## [Work instruction]
Find "Expected behaviour: a marker sits on the black suit" in the data below; transcribe the line it appears on and each line after it, exactly, to the end, and nothing else.

[Point-per-instance localization data]
▼▼▼

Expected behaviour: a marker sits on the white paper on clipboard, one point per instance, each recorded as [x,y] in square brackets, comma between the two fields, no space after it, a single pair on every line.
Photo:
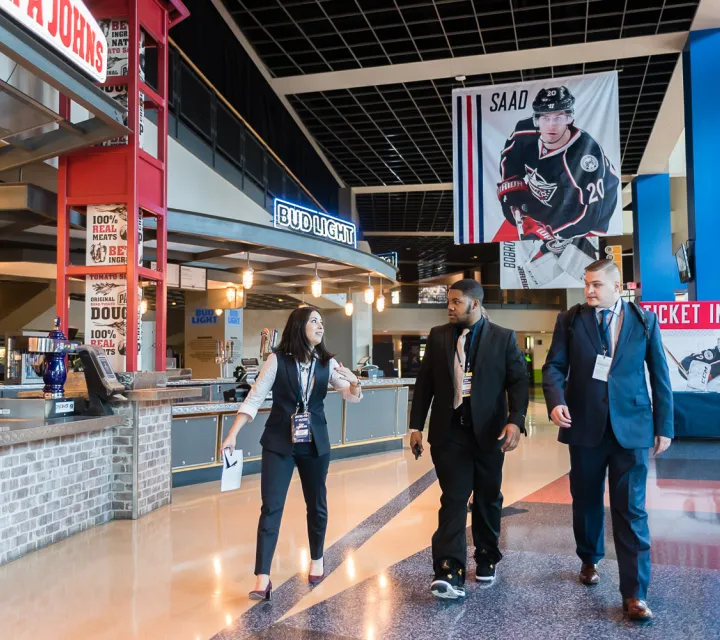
[232,470]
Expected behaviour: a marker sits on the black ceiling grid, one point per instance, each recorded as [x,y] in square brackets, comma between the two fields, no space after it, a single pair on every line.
[296,37]
[401,134]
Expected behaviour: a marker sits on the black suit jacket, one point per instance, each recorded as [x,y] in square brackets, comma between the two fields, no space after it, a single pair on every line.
[499,378]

▲▲▲

## [Expected answer]
Expected behaviour: a marker sits on the black suit jacket, one point per instance, each recorded as [x,y] in square brackets, comma between the two fields, no space after it, a single pair on every line.
[499,378]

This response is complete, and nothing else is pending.